§ **EXERCISE TASK**
Which lines in the records below contain the word "volcanic"? List each of those lines in full.

§ **SUPPLIED MATERIAL**
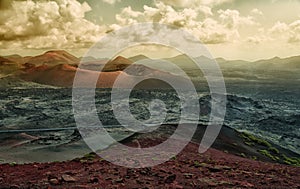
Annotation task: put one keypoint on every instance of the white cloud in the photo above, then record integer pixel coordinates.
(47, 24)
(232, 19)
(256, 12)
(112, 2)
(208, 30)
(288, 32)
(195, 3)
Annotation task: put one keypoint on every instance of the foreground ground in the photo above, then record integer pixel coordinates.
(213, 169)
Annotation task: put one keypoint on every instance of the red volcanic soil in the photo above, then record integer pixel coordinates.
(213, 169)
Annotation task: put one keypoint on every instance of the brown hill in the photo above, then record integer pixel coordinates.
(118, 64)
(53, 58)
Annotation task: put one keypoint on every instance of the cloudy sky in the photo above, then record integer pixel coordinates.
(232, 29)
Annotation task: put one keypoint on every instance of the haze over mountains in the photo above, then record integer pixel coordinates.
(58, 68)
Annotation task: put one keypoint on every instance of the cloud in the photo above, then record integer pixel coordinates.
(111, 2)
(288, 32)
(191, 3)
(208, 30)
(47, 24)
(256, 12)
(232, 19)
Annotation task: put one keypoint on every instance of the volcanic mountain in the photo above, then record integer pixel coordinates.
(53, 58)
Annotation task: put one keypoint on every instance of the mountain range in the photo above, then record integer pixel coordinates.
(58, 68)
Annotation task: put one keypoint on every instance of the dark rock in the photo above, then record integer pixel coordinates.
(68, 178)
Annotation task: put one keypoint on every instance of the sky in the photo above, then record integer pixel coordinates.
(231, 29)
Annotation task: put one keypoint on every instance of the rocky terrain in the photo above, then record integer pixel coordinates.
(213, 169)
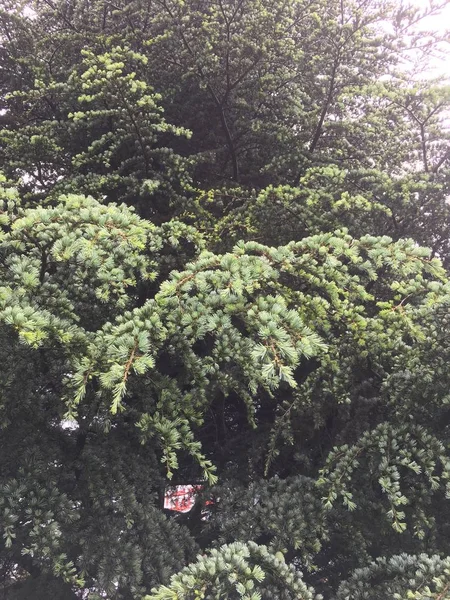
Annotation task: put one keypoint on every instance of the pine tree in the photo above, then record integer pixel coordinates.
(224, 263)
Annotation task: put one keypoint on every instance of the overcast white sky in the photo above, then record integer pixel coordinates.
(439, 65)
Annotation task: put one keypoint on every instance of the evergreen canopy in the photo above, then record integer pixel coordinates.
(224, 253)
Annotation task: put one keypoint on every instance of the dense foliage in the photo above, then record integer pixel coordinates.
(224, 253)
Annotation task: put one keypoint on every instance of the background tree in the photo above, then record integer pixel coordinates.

---

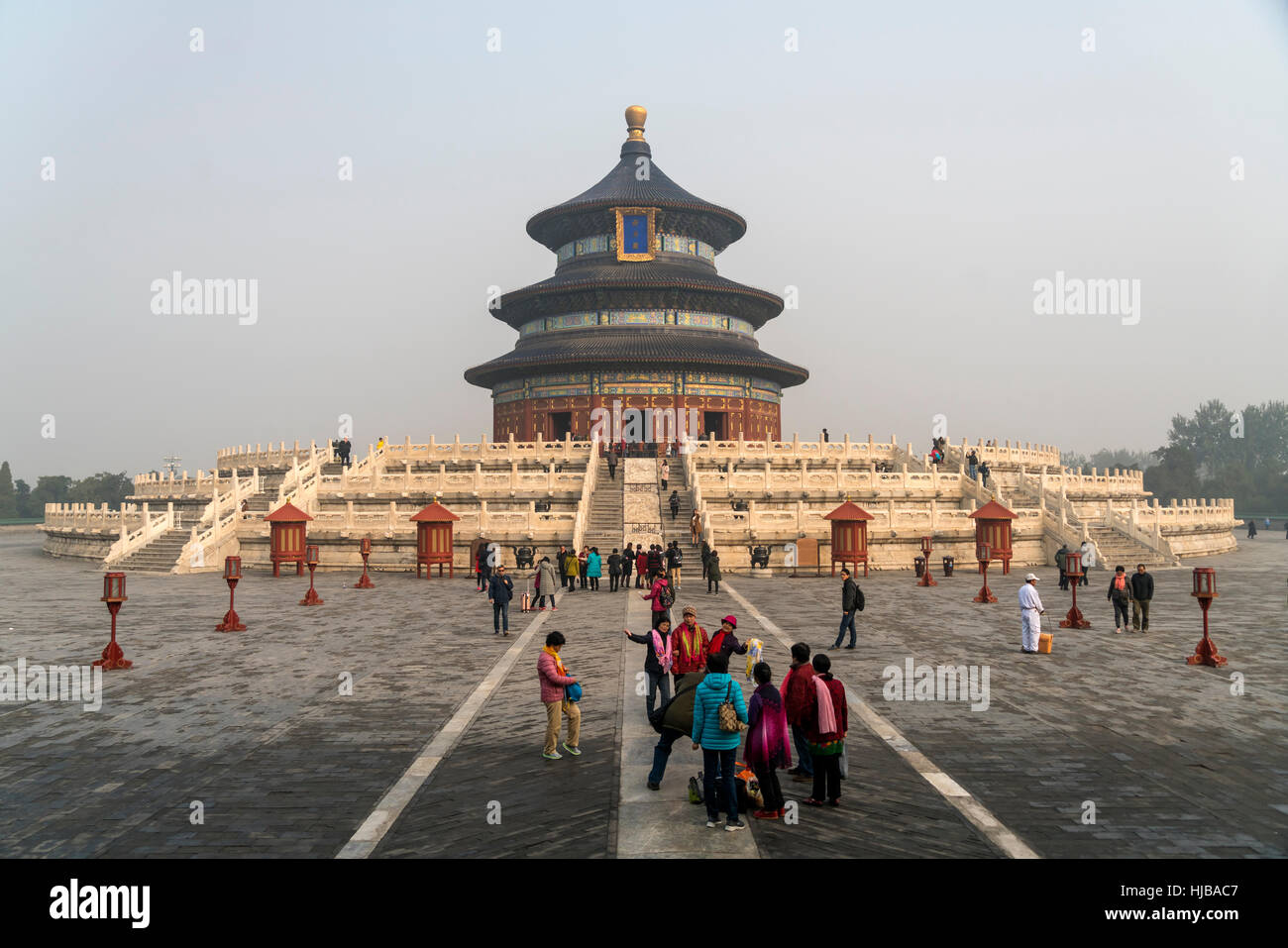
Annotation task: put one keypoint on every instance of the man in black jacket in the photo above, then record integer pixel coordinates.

§ **RESPONSE TO THIS TASK**
Annotation task: put one keypoint on every instance of the red volcanic soil in the photo above, then record integer pixel coordinates.
Annotation task: put one keypoint on every instance of the volcanic mountain in the photo above, then record integer pixel coordinates.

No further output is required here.